— EXTRACT —
- Opening Delimiter -
Ernie Monschein, senior director, education and human resource development, at the Food Marketing Institute, sees a "series of opportunities in the employment market. While our industry has improved somewhat from the standpoint of quantity, I'm not necessarily so sure it's improved from the standpoint of quality."

Monschein says it's now a great time for retailers "to go for quality with retail management types," in view of the ease in the labor market. While other areas of the employment sector—manufacturing, financial services, high tech—continue to be squeezed, "we're still open, so it's a great opportunity to stock up on top-quality people—be they internal or somebody straight off a college campus—who may not have as much direct industry experience" as would have been required in days gone by.

Building employer brand

Ditto for laid-off corporate managers who are having a difficult time obtaining employment in their original professions, Monschein says. "We're just starting to see the signs of an economic revival, and while it's really a jobless recovery, I think a savvy retailer can pick up some very experienced people with good backgrounds that could give them a competitive edge that they may not have been able to get five years ago."

If payroll does not allow for quantity, Monschein urges retailers to spend on quality. "Get a few good people into your organization and use them to mentor and train some of the up-and-comers that you can better afford. Forget the shotgun approach to getting more part-timers." Instead, he says, "get and train good store managers and focus your energies there."
- Closing Delimiter -
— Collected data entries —
- Opening Delimiter -
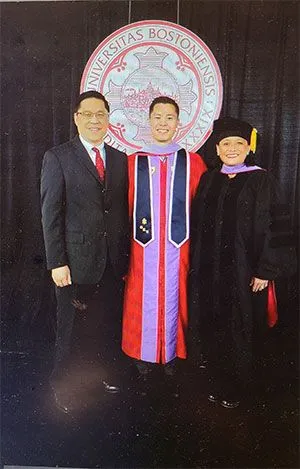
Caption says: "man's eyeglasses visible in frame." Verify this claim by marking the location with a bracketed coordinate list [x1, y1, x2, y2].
[76, 111, 108, 121]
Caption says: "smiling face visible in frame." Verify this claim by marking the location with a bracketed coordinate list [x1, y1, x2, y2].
[216, 137, 250, 166]
[150, 103, 178, 145]
[74, 98, 109, 145]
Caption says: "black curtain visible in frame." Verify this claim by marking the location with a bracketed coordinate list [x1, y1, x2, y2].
[1, 0, 300, 348]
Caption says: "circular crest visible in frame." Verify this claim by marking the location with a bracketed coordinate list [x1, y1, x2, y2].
[80, 21, 223, 153]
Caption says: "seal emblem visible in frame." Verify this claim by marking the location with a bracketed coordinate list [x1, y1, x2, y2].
[81, 21, 223, 153]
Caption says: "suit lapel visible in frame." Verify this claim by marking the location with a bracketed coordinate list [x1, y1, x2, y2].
[72, 136, 103, 185]
[104, 143, 116, 189]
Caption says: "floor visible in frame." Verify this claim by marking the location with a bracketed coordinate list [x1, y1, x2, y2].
[1, 326, 300, 469]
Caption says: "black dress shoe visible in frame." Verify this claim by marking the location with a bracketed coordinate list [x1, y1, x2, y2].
[102, 381, 120, 394]
[220, 399, 240, 409]
[207, 394, 219, 402]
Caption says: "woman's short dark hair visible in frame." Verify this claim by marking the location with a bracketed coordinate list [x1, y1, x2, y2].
[149, 96, 179, 117]
[74, 90, 109, 113]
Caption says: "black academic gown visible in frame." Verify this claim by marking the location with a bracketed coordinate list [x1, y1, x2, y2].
[190, 170, 288, 397]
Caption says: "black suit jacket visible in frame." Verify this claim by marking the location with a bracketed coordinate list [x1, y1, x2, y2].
[41, 136, 129, 284]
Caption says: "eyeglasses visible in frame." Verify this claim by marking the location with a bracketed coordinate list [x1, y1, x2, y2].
[76, 111, 108, 121]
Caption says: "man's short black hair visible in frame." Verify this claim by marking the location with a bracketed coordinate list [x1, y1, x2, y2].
[149, 96, 179, 117]
[74, 90, 109, 113]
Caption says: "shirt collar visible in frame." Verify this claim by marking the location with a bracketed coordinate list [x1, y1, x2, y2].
[79, 135, 104, 154]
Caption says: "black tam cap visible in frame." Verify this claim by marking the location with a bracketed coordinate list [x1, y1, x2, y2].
[213, 117, 257, 153]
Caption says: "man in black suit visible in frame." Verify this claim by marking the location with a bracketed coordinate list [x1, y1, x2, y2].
[41, 91, 129, 412]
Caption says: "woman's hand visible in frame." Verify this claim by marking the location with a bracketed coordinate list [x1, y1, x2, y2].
[250, 277, 269, 293]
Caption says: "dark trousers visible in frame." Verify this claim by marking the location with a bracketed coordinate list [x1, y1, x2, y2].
[51, 265, 123, 381]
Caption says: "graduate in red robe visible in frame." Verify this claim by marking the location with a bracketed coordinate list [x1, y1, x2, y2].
[122, 97, 206, 371]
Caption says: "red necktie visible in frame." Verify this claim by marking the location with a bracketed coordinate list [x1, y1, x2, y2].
[92, 147, 105, 181]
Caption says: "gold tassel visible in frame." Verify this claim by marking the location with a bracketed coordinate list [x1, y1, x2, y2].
[250, 127, 257, 153]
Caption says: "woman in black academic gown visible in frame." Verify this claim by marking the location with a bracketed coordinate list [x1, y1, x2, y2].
[191, 118, 286, 408]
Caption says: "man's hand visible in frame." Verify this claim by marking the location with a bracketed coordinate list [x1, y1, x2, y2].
[250, 277, 269, 293]
[51, 265, 72, 287]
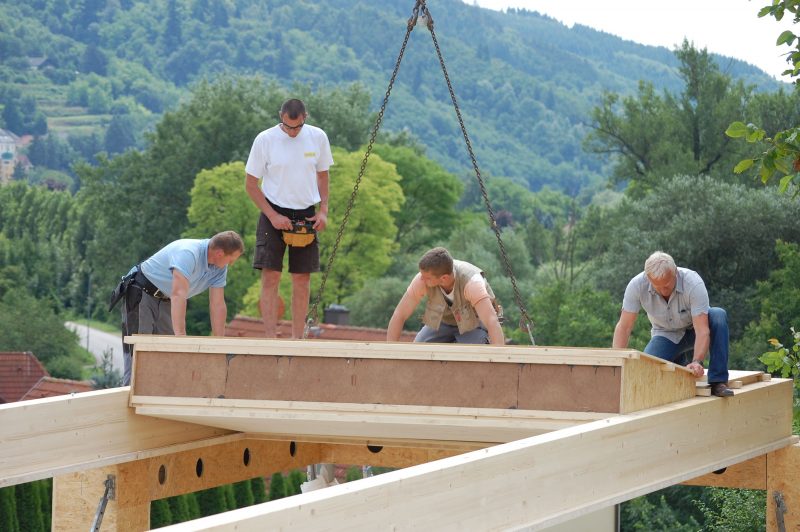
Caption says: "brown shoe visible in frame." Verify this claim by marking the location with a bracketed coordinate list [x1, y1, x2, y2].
[711, 382, 733, 397]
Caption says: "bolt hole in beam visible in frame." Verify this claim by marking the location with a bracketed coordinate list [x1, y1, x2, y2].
[242, 447, 250, 467]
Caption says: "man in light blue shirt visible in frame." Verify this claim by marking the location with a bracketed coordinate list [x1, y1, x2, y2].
[114, 231, 244, 386]
[613, 251, 733, 397]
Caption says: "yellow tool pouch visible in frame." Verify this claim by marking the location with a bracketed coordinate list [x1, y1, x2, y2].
[283, 221, 317, 248]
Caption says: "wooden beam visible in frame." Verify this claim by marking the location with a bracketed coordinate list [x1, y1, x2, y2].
[131, 396, 610, 447]
[125, 334, 648, 373]
[156, 379, 796, 531]
[0, 387, 234, 487]
[131, 337, 695, 416]
[684, 454, 767, 490]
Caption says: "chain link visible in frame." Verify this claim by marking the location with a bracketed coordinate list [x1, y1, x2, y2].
[303, 0, 425, 338]
[303, 0, 536, 345]
[422, 8, 536, 345]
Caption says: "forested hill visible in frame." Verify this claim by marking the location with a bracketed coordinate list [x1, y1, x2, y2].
[0, 0, 778, 192]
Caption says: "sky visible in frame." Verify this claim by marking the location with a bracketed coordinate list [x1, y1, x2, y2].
[466, 0, 800, 81]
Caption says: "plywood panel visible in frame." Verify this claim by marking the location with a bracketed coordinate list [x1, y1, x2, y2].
[131, 396, 611, 443]
[515, 364, 622, 413]
[621, 355, 696, 414]
[0, 387, 231, 487]
[153, 380, 795, 531]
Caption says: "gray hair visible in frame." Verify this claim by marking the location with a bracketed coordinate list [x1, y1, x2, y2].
[644, 251, 678, 279]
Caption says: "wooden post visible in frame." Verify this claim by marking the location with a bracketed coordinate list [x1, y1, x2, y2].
[767, 444, 800, 532]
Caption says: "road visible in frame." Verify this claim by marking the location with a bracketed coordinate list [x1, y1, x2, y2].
[64, 321, 123, 374]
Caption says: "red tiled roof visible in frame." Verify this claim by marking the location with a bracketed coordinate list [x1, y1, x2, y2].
[225, 316, 416, 342]
[0, 351, 50, 403]
[20, 377, 94, 401]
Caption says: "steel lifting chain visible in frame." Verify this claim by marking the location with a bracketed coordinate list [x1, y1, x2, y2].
[303, 0, 425, 338]
[303, 0, 536, 345]
[417, 0, 536, 345]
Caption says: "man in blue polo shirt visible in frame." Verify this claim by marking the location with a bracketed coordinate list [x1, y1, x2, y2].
[114, 231, 244, 386]
[613, 251, 733, 397]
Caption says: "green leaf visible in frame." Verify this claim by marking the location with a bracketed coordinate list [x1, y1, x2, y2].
[775, 30, 797, 46]
[725, 122, 747, 139]
[745, 124, 767, 143]
[778, 174, 794, 194]
[733, 159, 755, 174]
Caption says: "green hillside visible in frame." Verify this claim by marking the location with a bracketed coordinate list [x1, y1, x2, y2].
[0, 0, 779, 194]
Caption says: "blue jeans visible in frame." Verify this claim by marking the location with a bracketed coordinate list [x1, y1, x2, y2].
[644, 307, 728, 383]
[414, 323, 489, 344]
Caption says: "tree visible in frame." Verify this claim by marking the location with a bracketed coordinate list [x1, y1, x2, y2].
[0, 288, 83, 372]
[233, 480, 255, 508]
[166, 493, 191, 523]
[269, 472, 286, 501]
[183, 162, 259, 334]
[196, 486, 228, 517]
[725, 0, 800, 196]
[15, 482, 49, 532]
[286, 469, 307, 496]
[0, 486, 20, 532]
[584, 40, 752, 194]
[319, 148, 405, 303]
[250, 477, 268, 504]
[150, 499, 173, 528]
[103, 114, 136, 154]
[373, 144, 463, 253]
[589, 176, 800, 339]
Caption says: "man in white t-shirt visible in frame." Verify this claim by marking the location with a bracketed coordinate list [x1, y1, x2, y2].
[245, 99, 333, 338]
[386, 247, 505, 345]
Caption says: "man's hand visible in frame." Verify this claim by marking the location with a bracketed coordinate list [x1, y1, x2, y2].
[306, 211, 328, 231]
[267, 212, 292, 231]
[686, 360, 705, 378]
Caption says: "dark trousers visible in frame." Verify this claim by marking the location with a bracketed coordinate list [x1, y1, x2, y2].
[122, 284, 175, 386]
[644, 307, 728, 383]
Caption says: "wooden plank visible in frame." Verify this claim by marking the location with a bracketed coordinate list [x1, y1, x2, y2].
[131, 396, 609, 443]
[620, 355, 695, 414]
[153, 379, 794, 531]
[0, 387, 234, 487]
[133, 339, 693, 414]
[684, 454, 767, 490]
[125, 335, 636, 366]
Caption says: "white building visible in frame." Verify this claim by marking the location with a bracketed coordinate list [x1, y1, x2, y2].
[0, 129, 19, 185]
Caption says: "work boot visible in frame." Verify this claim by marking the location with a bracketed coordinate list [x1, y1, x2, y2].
[711, 382, 733, 397]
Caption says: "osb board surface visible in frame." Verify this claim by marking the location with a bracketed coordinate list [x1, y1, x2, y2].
[134, 351, 621, 413]
[621, 357, 696, 414]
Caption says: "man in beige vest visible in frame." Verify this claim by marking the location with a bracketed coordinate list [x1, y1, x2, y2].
[386, 247, 505, 345]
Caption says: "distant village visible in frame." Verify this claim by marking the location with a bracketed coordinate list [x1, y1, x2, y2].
[0, 129, 33, 185]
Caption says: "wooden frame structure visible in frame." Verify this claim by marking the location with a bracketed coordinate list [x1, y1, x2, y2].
[0, 336, 800, 530]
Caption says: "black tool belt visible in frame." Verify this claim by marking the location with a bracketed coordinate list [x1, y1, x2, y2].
[133, 270, 169, 301]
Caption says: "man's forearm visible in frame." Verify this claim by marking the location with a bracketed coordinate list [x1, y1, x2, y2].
[487, 316, 506, 345]
[209, 303, 228, 336]
[317, 170, 330, 214]
[170, 295, 186, 336]
[692, 332, 711, 364]
[611, 325, 631, 349]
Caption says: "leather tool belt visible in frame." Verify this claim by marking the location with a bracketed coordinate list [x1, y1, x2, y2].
[283, 220, 317, 248]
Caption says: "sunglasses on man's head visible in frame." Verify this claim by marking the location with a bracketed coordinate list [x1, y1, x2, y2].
[281, 122, 306, 131]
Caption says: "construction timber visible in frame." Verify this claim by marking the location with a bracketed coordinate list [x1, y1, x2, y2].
[0, 336, 800, 530]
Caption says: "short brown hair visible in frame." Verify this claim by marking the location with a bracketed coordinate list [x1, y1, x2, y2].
[280, 98, 306, 120]
[208, 231, 244, 255]
[419, 247, 453, 276]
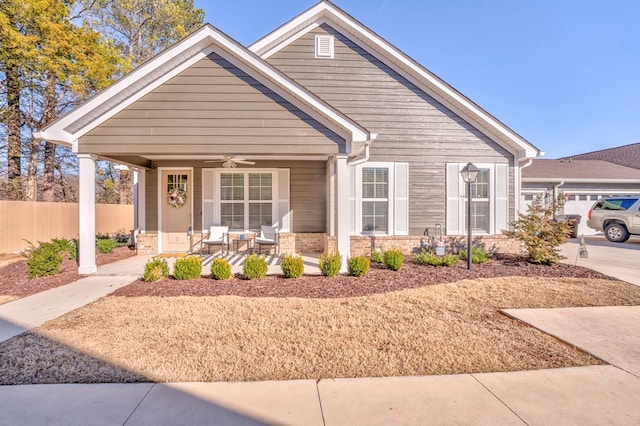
- Closing Delimiter -
— WHAT THIS EXERCISE ASKS —
- A) In the retail hiring text, what is Ernie Monschein's job title?
- B) Copy the stretch of the retail hiring text from "Monschein says it's" through "days gone by.".

— RESPONSES BY ITEM NUMBER —
- A) Senior director, education and human resource development, at the Food Marketing Institute.

- B)
Monschein says it's now a great time for retailers "to go for quality with retail management types," in view of the ease in the labor market. While other areas of the employment sector—manufacturing, financial services, high tech—continue to be squeezed, "we're still open, so it's a great opportunity to stock up on top-quality people—be they internal or somebody straight off a college campus—who may not have as much direct industry experience" as would have been required in days gone by.